* _Exercise details_:
An exact copy of the listing is what is needed; please output it in full.

* _The data_:
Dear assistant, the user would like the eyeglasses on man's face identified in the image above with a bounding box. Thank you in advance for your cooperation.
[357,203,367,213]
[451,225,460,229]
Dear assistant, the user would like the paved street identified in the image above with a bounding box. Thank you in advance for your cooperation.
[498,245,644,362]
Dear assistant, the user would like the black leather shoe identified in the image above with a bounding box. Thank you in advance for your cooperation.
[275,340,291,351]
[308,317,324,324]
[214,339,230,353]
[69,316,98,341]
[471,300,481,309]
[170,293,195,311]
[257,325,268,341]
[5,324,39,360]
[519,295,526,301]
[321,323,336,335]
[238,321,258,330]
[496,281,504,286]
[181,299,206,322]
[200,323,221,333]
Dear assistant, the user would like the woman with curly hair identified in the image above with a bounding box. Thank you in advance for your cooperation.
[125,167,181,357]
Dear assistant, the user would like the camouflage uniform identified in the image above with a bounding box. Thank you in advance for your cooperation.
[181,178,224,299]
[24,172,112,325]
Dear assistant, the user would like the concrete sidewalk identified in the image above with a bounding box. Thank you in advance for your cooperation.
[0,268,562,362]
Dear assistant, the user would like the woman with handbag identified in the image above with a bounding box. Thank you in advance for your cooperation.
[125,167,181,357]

* _Answer to the exercise_:
Dear assistant, the user would like the eyeglasses on man's face identified in the image above with a bounding box. Thank you in advance for your cooperation.
[357,203,367,213]
[451,225,460,229]
Dear assistant, the user would like the paved street identified in the image above with a bounding box. Thank you in advance for your cooperation.
[498,245,644,362]
Dear assistant, the user would like the black leather shoe identified in the image above with a bounding box. Thank you in advance for your cooperation.
[275,340,291,351]
[308,317,324,324]
[214,339,230,353]
[69,316,98,341]
[471,300,481,309]
[170,293,195,311]
[257,325,268,341]
[5,324,39,360]
[519,295,526,301]
[321,323,336,335]
[238,321,258,330]
[496,281,504,286]
[181,299,206,322]
[200,323,221,333]
Dear assistant, the user would like the woman with curly hair identified in the image above with a bounding box. Thank you in advance for your cooperation.
[125,167,181,357]
Dear assistant, the user would like the camouflage uniform identified in the image above with a bounding box. Thank you in advance for your cooperation.
[181,178,224,299]
[24,172,112,325]
Dear assistant, the user would like the concrete sidewalk identified in the image above with a bounding box. Thank you in advance for your cooperation.
[0,268,562,362]
Dear assistant, the user would like the woman with handbag identified in the image above with a bounding box. Thank you in advance for your cooperation.
[125,167,181,357]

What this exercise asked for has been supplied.